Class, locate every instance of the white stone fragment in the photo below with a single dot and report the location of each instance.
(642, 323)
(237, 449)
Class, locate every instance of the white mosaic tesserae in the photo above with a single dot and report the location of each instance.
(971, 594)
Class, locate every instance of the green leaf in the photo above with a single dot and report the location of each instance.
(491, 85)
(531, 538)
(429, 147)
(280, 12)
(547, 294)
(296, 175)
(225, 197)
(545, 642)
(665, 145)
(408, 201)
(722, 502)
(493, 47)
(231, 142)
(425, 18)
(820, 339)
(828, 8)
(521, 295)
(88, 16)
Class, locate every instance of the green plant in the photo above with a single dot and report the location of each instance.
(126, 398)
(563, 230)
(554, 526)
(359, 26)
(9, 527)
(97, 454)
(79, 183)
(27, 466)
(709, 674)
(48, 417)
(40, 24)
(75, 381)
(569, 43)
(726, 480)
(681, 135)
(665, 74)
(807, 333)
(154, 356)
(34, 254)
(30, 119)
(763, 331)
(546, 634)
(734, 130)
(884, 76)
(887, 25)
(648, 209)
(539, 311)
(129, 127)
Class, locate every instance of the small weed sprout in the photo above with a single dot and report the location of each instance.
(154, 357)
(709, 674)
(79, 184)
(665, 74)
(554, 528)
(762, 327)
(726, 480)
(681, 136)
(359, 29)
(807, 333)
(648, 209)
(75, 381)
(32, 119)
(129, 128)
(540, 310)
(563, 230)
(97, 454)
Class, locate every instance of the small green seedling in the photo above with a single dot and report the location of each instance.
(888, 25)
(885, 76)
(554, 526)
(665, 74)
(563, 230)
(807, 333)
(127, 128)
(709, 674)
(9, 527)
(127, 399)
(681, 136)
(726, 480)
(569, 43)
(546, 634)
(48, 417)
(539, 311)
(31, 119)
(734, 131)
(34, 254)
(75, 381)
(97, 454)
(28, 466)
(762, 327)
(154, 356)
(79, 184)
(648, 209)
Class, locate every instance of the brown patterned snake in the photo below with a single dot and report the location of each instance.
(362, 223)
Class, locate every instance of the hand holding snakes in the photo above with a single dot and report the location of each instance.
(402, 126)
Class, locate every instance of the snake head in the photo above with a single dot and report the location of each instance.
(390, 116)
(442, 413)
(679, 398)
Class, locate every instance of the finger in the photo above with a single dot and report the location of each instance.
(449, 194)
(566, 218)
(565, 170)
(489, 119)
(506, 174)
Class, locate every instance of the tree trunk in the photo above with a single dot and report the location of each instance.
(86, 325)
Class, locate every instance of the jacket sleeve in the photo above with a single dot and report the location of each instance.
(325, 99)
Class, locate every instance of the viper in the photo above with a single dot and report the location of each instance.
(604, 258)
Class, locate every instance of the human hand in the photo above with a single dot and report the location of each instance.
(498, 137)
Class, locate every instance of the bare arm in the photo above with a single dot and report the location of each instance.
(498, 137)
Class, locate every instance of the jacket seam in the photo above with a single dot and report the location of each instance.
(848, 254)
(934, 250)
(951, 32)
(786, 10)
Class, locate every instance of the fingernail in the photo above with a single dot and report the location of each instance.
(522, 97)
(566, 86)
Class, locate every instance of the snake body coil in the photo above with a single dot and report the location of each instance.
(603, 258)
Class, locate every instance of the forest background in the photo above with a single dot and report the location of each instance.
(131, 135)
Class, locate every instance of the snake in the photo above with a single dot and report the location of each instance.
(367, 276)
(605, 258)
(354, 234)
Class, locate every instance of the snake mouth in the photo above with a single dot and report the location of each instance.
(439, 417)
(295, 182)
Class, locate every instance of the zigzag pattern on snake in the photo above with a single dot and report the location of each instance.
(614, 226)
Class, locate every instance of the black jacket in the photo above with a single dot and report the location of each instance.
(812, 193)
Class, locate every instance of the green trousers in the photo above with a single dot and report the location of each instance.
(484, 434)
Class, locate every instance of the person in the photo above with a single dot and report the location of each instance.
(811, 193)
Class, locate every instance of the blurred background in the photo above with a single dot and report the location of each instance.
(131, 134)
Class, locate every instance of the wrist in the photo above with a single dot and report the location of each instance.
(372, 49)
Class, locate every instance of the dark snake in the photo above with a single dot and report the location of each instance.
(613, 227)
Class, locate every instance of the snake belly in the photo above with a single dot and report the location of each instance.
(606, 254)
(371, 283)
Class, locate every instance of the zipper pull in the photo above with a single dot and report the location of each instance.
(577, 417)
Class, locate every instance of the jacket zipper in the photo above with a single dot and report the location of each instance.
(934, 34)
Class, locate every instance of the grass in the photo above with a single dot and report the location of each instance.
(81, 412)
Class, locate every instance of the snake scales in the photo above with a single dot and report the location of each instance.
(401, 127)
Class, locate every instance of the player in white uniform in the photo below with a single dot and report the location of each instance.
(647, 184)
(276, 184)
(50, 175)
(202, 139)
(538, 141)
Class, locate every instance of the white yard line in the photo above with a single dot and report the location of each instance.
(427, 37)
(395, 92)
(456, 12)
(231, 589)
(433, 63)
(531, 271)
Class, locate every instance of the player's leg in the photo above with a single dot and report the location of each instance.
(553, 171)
- - -
◆ GOAL OF THE EXERCISE ◆
Copy out each entry once more, character for character.

◆ OUTPUT OF THE EXERCISE ◆
Class, locate every instance of the white stone fragment in the photo below with a single dot and report the location of each instance.
(642, 323)
(237, 449)
Class, locate every instance of the white mosaic tesserae in the photo above with a single dot and report the location of each instance.
(971, 594)
Class, locate every instance of the green leaf in the photo above with a single dot and report the location of each instance.
(491, 85)
(531, 538)
(429, 147)
(280, 12)
(547, 294)
(296, 175)
(225, 197)
(545, 642)
(665, 145)
(408, 201)
(722, 502)
(493, 47)
(231, 142)
(425, 18)
(820, 339)
(828, 8)
(521, 295)
(88, 16)
Class, locate every instance of the green plant in the photo above with a single dot and report the location of each instance.
(126, 398)
(563, 230)
(554, 526)
(359, 26)
(9, 527)
(97, 454)
(79, 183)
(27, 466)
(709, 674)
(48, 417)
(40, 24)
(75, 381)
(569, 43)
(726, 480)
(681, 135)
(665, 74)
(807, 333)
(154, 356)
(34, 254)
(30, 119)
(763, 331)
(546, 634)
(734, 130)
(884, 76)
(887, 25)
(648, 209)
(539, 311)
(129, 127)
Class, locate every instance of the small weed sprout in the photo above with a single dot and report the location of each instance.
(154, 357)
(709, 674)
(79, 184)
(665, 74)
(554, 528)
(762, 327)
(726, 480)
(681, 136)
(359, 29)
(807, 333)
(648, 209)
(75, 381)
(32, 119)
(129, 128)
(540, 310)
(563, 230)
(97, 454)
Class, locate every instance of the small green seedling in the photo above with a single dot and report the location of each instance.
(888, 25)
(885, 76)
(554, 526)
(665, 74)
(563, 230)
(807, 333)
(127, 128)
(709, 674)
(9, 527)
(127, 399)
(681, 136)
(726, 480)
(569, 43)
(546, 634)
(48, 417)
(539, 311)
(31, 119)
(734, 131)
(34, 254)
(75, 381)
(97, 454)
(28, 466)
(762, 327)
(154, 356)
(79, 184)
(648, 209)
Class, locate every instance of the brown patterned snake in the photo below with a single dot and report the location of each instance.
(362, 223)
Class, locate every instance of the hand holding snakes in the photo above with a single dot and report the location of each instance.
(402, 126)
Class, locate every instance of the snake head in the photo above with a single dot and report the location of each instance.
(390, 116)
(442, 413)
(679, 398)
Class, locate every instance of the finger in the photo above with a single dot and report the location of each instance.
(449, 194)
(566, 218)
(565, 170)
(489, 119)
(506, 174)
Class, locate every instance of the tree trunk in the photo above with a single dot and report the location of each instance.
(86, 325)
Class, locate every instance of the jacket sleeve in the photo above with a single dot and report the location of each instance.
(325, 99)
Class, locate every instance of the viper in the photo above with a single dot and report the location of each instance.
(604, 258)
Class, locate every instance of the human hand in the photo above with a single dot and report the location of each instance.
(498, 137)
Class, locate every instance of the bare arm in the photo above with a single dot and report the location of each instance.
(498, 137)
Class, locate every instance of the jacket seam in the photo above with a single dot and report the location of each instance.
(848, 254)
(934, 250)
(951, 32)
(786, 10)
Class, locate every instance of the fingernail in the photo above with a single dot and report the location of each instance.
(522, 97)
(566, 86)
Class, locate every instance of the snake body coil in the photo above with a single dot and report the location of each instance.
(603, 258)
Class, locate every instance of the forest background in the photo above with a single dot and report the location of each instance.
(131, 135)
Class, locate every instance of the snake in the photo above with a single dot and report the location of each instance.
(367, 276)
(605, 258)
(354, 234)
Class, locate every instance of the snake mouth in the photo above with a single dot and report the location of each instance.
(439, 417)
(295, 182)
Class, locate every instance of the zigzag pattern on snake in the photo above with a single dot and report the location of each instance.
(614, 226)
Class, locate every instance of the black jacket in the photo above with a single dot and report the location of each instance.
(812, 193)
Class, locate every instance of the green trousers in the photo above with a single dot and report the location of each instance.
(484, 434)
Class, locate every instance of the person in the photo above with a single dot and report the location of each instance.
(811, 193)
Class, locate every instance of the blurred background in the photo above with a single dot and report the location of each instance.
(131, 134)
Class, locate every instance of the wrist in the photo above with a single dot and report the location of each instance.
(372, 49)
Class, locate every instance of the dark snake in the photo above with a single dot and report the location of each instance.
(613, 227)
Class, locate every instance of the snake belly in the photo above with a single dot and report the location of each instance.
(606, 254)
(371, 283)
Class, locate every instance of the zipper pull in the photo above with a single dot and report the location of each instance.
(577, 417)
Class, locate every instance of the jacket zipper in the photo above with a single dot and report the location of each instance.
(934, 34)
Class, locate every instance of the grass in the photo above with a single dot and report the location of each instance.
(81, 412)
Class, locate every instance of the snake scales in the photo above with a single dot and report the location of each instance.
(401, 127)
Class, locate every instance of the player in white uniform in the photo below with a single dot and report the location of each instance.
(647, 184)
(276, 184)
(50, 175)
(202, 139)
(538, 141)
Class, locate every instance of the white yard line in the photo above with a single dot and report the location of each instance.
(427, 37)
(395, 92)
(456, 12)
(231, 589)
(433, 63)
(531, 271)
Class, locate every instance of the player's leg in the photo above with a single dot and report the location of each instance.
(553, 171)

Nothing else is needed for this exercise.